Assignment: The full set of entries is to be printed exactly, with pictures excluded.

Natural-language object grounding data:
*-*-*

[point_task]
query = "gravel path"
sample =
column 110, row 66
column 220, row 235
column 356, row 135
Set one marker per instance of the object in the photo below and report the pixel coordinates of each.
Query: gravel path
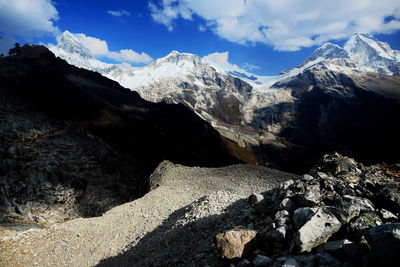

*-*-*

Output of the task:
[point_task]
query = "gravel path"
sample =
column 110, row 66
column 220, row 235
column 356, row 135
Set one marker per instance of the object in the photo below and report the pixel coordinates of each.
Query: gravel path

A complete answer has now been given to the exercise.